Cosa produrre =
Trascrivi identiche le righe dei record, dalla riga che contiene "Tag every instance of the black" fino alla fine dei record, estremi inclusi.

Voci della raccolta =
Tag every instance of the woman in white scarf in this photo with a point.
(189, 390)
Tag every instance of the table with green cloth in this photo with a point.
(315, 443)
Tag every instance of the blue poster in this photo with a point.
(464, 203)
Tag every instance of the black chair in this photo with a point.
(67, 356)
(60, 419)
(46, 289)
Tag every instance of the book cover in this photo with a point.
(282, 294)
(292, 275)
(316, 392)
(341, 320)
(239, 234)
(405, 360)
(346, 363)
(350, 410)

Soluzione esercizio =
Tag every instance of the black chair in this photo with a point.
(67, 356)
(60, 419)
(46, 289)
Tag every instance of the book cover in this photo with a point.
(282, 294)
(292, 275)
(316, 392)
(341, 320)
(239, 234)
(405, 360)
(346, 363)
(350, 410)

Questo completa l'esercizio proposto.